**Data for the task:**
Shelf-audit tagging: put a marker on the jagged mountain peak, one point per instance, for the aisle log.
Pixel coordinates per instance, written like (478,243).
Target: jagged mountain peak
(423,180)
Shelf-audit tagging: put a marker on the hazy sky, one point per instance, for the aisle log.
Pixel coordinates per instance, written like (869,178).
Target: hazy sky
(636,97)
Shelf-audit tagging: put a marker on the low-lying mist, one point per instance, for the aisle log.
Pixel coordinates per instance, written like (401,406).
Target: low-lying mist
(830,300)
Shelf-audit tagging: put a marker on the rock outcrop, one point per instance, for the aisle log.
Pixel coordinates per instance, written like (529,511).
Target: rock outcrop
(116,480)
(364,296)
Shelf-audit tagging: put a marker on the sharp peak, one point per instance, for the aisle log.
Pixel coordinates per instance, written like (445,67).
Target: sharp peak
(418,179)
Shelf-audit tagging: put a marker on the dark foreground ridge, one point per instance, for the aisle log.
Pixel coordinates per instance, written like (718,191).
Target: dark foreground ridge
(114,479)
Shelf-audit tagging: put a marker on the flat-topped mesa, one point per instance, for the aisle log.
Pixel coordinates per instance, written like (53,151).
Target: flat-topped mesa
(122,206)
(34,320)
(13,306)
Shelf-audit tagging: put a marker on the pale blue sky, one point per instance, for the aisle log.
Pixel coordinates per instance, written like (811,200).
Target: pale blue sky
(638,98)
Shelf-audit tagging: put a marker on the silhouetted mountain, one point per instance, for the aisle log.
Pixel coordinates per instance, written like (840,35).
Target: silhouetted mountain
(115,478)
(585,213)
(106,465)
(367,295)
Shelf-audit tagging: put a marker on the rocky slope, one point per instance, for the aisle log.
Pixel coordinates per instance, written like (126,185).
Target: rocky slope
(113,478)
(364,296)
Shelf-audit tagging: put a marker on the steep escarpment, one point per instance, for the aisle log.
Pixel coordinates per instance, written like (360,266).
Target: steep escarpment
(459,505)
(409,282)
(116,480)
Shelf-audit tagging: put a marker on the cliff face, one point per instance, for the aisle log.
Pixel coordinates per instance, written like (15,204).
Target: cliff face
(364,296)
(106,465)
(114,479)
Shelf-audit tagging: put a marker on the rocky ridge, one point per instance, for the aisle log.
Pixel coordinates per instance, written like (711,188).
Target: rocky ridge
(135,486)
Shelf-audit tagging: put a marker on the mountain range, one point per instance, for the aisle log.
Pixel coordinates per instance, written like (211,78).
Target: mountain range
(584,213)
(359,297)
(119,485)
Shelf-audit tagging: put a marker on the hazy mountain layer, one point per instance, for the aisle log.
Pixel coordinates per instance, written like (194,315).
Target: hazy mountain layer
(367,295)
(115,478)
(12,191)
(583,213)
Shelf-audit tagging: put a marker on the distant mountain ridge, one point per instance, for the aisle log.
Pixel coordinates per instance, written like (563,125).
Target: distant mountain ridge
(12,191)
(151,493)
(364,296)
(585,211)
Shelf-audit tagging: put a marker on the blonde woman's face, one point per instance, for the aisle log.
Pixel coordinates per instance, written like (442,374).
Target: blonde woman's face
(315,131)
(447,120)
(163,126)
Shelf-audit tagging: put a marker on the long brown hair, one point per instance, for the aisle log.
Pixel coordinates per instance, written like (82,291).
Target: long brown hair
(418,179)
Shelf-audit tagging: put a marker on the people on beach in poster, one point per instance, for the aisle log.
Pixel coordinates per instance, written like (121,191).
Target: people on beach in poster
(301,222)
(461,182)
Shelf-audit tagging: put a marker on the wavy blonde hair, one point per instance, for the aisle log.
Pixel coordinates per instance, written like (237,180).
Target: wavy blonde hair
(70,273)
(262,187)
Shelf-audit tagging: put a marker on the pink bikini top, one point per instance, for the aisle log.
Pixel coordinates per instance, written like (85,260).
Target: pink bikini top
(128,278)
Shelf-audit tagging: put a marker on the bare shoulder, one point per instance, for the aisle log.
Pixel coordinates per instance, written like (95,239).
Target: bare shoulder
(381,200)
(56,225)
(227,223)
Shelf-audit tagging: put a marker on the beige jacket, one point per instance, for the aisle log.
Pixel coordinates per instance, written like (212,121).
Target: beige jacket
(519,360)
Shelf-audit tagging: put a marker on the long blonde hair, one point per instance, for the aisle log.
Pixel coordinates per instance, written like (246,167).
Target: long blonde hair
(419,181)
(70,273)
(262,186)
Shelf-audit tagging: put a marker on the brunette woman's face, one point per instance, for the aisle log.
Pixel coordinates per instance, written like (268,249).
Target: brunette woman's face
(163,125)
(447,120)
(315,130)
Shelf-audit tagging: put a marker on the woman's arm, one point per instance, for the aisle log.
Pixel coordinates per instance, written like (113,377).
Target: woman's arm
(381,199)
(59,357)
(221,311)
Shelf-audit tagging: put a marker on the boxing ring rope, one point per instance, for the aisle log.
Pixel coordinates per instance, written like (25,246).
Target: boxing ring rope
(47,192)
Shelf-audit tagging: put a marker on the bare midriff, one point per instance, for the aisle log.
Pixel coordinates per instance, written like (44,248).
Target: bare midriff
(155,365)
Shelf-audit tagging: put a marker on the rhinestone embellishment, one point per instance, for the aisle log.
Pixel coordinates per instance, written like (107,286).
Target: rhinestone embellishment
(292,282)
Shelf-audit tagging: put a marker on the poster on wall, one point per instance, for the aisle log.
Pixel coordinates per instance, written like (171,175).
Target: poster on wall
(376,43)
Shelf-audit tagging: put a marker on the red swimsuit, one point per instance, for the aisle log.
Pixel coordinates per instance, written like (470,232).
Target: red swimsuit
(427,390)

**Set task:**
Reproduce all of the lines above, substituting "inventory sheet" for each occurrence of "aisle log" and changing nothing else.

**Answer for this exercise:**
Shelf-audit tagging: put a marker on the jagged mountain peak, one point per instance, for the inventory sheet.
Pixel coordinates per instance, written like (478,243).
Target: jagged mountain peak
(423,180)
Shelf-audit tagging: put a marker on the hazy sky, one point per instance, for the inventory sheet.
Pixel coordinates per instance, written like (869,178).
Target: hazy sky
(636,97)
Shelf-audit tagging: put a marker on the low-lying mist, one point per instance, for the inventory sheet.
Pixel coordinates per instance, written like (401,406).
Target: low-lying mist
(830,300)
Shelf-audit tagging: put a marker on the rock outcrop, one point per instance, for the inventory sheet.
Pixel coordinates per instance, written like (529,511).
Target: rock outcrop
(116,480)
(364,296)
Shelf-audit tagging: put a marker on the sharp peak, one point per instance, for the inventory sheet.
Pixel coordinates per instance, written like (445,67).
Target: sharp peak
(418,179)
Shelf-audit tagging: put a marker on the dark foreground ridge, one point per instance, for the inventory sheet.
Pixel coordinates per instance, written like (718,191).
Target: dark foreground ridge
(114,479)
Shelf-audit tagging: put a marker on the flat-topped mesa, one point per instance, for the inventory sheet.
Pixel coordinates per instance, written like (53,151).
Target: flat-topped mesa
(122,206)
(34,320)
(13,306)
Shelf-audit tagging: put a marker on the pale blue sky, one point per instance, for the inventory sheet.
Pixel coordinates per instance, written like (811,200).
Target: pale blue sky
(638,98)
Shelf-audit tagging: put a marker on the silhouetted mountain, one point per instance, for the inventory sheet.
Pixel coordinates per instance, written like (840,35).
Target: silhouetted mountain
(115,478)
(585,213)
(106,465)
(367,295)
Shelf-audit tagging: put a marker on the rocky slope, one point per instance, for the inventory sheet.
Pixel coordinates per instance, written like (126,185).
Target: rocky slope
(113,478)
(364,296)
Shelf-audit tagging: put a marker on the steep escarpment, one point per instance, for the inventory sheet.
Pixel coordinates per instance, written like (360,266).
Target: steep escarpment
(459,505)
(409,282)
(116,480)
Shelf-audit tagging: put a marker on the cliff face, one point per instance, for the inventory sheet.
Pixel coordinates per instance, written like (15,204).
Target: cliff face
(364,296)
(106,465)
(114,479)
Shelf-audit tagging: put a marker on the rocky ridge, one point per instance, for the inventory sheet.
Pixel coordinates per instance, written like (711,188).
Target: rocky ridge
(135,486)
Shelf-audit tagging: put a marker on the mountain range, one point per instance, for the inventory sheet.
Pixel coordinates per instance, written like (211,78).
Target: mountain range
(584,213)
(359,297)
(119,485)
Shelf-audit tagging: put a marker on the hazy mountain layer, one point per instance, for the inventory sheet.
Pixel coordinates per instance, written like (194,315).
Target: hazy mountain layer
(367,295)
(115,478)
(12,191)
(583,213)
Shelf-audit tagging: put a marker on the distant mountain ridge, one point per instance, for the inventory sheet.
Pixel coordinates per instance, written like (563,125).
Target: distant mountain ridge
(12,191)
(151,493)
(364,296)
(585,211)
Shelf-audit tagging: put a marker on the blonde woman's face, one point per instance, for the inventory sheet.
Pixel coordinates per instance, written like (442,374).
Target: blonde woman's face
(315,131)
(447,120)
(163,126)
Shelf-audit tagging: put a marker on the long brown hair, one point per instance, for the inventory sheet.
Pixel coordinates per instance, written like (82,291).
Target: long brown hair
(418,179)
Shelf-audit tagging: put a marker on the people on beach in poster, one point per instance, for the inventory sheet.
Pixel coordinates per instance, written like (121,191).
Target: people on beach in poster
(301,222)
(461,182)
Shelf-audit tagging: put a marker on the wavy blonde hair, one point per instance, for the inventory sheet.
Pixel coordinates per instance, written like (237,180).
Target: wavy blonde hair
(70,273)
(262,187)
Shelf-audit tagging: put a marker on the pink bikini top, one point per instance, for the inventory sheet.
Pixel coordinates per instance, written like (85,260).
Target: pink bikini top
(128,278)
Shelf-audit tagging: put a marker on the bare shoulder, one point per instance, for the inventory sheet.
Pixel coordinates per instance, written like (95,239).
Target: bare shoulder
(381,200)
(56,225)
(227,223)
Shelf-audit tagging: put a marker on the beige jacket, one point per instance, for the inventory sheet.
Pixel coordinates per instance, written like (212,121).
Target: beige jacket
(519,360)
Shelf-audit tagging: put a marker on the long blonde hair, one point per instance, for the inventory sheet.
Pixel coordinates per instance, written like (246,167).
Target: long blonde hair
(419,181)
(70,273)
(262,186)
Shelf-audit tagging: put a marker on the brunette woman's face, one point per instance, for the inventory sheet.
Pixel coordinates per instance, written like (268,249).
Target: brunette woman's face
(163,125)
(447,120)
(315,130)
Shelf-audit tagging: put a marker on the woman's arm, one point per instance, for the inventory sheet.
Pixel coordinates per instance, written like (113,377).
Target: woman's arm
(381,199)
(59,357)
(221,311)
Shelf-audit tagging: put a marker on the boxing ring rope, one point per instance, for the inventory sheet.
Pixel coordinates per instance, written like (25,246).
Target: boxing ring rope
(47,192)
Shelf-audit tagging: put a marker on the bare midriff, one point per instance, for the inventory sheet.
Pixel coordinates per instance, written like (44,248).
Target: bare midriff
(155,365)
Shelf-audit tagging: put a marker on the rhinestone embellishment, one point per instance, for the inventory sheet.
Pixel coordinates per instance, written like (107,286).
Target: rhinestone embellishment
(292,282)
Shelf-audit tagging: put a marker on the poster on wall, one point per instance, for the inventory sheet.
Pixel coordinates per instance, written like (171,175).
Target: poster on wall
(376,43)
Shelf-audit tagging: put a marker on the red swimsuit, one point per instance, for the inventory sheet.
Pixel coordinates per instance, written like (470,232).
Target: red swimsuit
(427,390)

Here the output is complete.